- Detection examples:

- - - -

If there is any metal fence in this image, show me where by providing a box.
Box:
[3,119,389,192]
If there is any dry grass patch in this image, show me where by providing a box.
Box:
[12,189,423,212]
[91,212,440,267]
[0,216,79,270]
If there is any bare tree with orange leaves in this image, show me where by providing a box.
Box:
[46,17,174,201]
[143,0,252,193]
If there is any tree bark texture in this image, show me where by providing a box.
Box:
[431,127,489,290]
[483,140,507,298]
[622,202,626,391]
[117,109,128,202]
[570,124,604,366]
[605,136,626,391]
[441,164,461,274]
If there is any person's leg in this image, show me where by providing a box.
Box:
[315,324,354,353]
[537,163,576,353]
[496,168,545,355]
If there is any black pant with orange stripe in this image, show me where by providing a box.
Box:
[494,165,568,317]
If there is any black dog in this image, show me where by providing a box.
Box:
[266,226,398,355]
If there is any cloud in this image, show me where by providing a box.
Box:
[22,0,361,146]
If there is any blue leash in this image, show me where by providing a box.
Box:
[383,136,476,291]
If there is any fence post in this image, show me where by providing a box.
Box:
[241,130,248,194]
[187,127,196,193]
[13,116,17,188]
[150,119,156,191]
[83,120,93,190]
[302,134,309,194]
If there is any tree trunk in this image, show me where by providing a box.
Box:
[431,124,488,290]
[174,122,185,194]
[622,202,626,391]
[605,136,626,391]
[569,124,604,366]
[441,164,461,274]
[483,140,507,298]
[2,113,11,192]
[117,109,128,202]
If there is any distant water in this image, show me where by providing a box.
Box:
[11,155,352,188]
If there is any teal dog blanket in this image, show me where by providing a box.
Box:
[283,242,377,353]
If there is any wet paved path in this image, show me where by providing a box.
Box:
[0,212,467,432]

- - - -

- Task to complete:
Lay out the lines of the records from the line containing "If there is any wet" through the end of the records as a Markdown table with the columns Row and Line, numbering each row and omitting any blank lines.

- Result of this task:
| Row | Line |
|---|---|
| 1 | If there is any wet paved path in this image, show me where by providing a box. |
| 2 | Box: |
| 3 | [0,212,467,432] |